++++ DOCUMENT EXCERPT ++++

In this case, the parka agent, actually today only supports cpu profiling, but that's that's just a matter of starting with something and cpu tends to be the most uh expensive resource that we have in in terms of cloud resources um and that's why most people are most interested in optimizing their cpu cpu time. So that's why we kind of started with this one. We definitely want to add. You know, allocation profiling, network profiling, disk profiling.

B

All of these things that, eventually, you know, contribute to not only the cost um that that occurs by using using the cloud right, but also being able to understand just performance characteristics of our of our running applications. So.

A

Yeah, I I my first thought was: you know, you'd use it for kind of optimizing performance and spotting bottlenecks. You know what is it that's causing something to take a long time to respond, for example,.

B

Yeah yeah absolutely that's kind of the classic use case for for profiling right, but we find, since we have this whole system overview, we're profiling, absolutely everything all the time. We actually get a really fantastic view of what is my biggest cpu offender in my entire infrastructure and that then very very quickly becomes a tool for cost optimizations, because we can actually statistically significantly optimize our infrastructure right, not like individual points in time.

B

Those might be very interesting for let's say latency optimizations, but for cost optimizations being able to see the whole picture and seeing statistically significant data is actually incredibly helpful and, as a matter of fact, it tends to be the number one use case that we see for for a tool like that, as opposed to performance, profiling, interesting.

A

We've got a question here that I think, since we're just talking about running on on kind of managed cloud services uh door is asking whether or not you've run parker on a variety of different managed. Kubernetes services. Do you think there's any problems running on those platforms, and I guess the question there is: can you load the ebpf programs into the kernel on all those platforms.

++++ EXTRACTED INFORMATION ++++

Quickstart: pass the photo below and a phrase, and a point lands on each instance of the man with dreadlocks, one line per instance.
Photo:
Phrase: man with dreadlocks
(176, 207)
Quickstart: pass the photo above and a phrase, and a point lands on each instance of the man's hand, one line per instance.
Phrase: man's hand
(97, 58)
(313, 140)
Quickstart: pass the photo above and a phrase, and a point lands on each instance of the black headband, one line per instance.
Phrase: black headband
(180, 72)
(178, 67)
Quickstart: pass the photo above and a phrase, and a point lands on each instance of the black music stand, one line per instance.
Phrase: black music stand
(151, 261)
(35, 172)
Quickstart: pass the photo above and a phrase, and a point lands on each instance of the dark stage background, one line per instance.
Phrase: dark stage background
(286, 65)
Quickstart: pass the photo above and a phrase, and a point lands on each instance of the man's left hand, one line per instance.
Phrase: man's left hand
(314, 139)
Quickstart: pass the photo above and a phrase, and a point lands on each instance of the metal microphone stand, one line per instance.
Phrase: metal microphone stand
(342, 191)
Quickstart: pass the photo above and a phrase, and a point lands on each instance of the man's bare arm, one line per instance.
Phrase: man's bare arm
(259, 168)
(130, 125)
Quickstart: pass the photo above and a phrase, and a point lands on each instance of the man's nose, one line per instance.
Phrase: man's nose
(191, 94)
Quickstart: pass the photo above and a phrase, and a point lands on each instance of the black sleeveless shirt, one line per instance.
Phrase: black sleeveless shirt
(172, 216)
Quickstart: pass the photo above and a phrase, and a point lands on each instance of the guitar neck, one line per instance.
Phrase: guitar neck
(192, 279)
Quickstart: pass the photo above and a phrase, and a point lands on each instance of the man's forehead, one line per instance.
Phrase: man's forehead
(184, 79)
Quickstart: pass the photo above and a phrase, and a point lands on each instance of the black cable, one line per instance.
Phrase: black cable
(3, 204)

++++

:: GIVEN INSTRUCTION ::
Quote the profiling discussion word for word, from "Those might be" to "all those platforms.".

:: COMPLETE OUTPUT ::
Those might be very interesting for let's say latency optimizations, but for cost optimizations being able to see the whole picture and seeing statistically significant data is actually incredibly helpful and, as a matter of fact, it tends to be the number one use case that we see for for a tool like that, as opposed to performance, profiling, interesting.

A

We've got a question here that I think, since we're just talking about running on on kind of managed cloud services uh door is asking whether or not you've run parker on a variety of different managed. Kubernetes services. Do you think there's any problems running on those platforms, and I guess the question there is: can you load the ebpf programs into the kernel on all those platforms.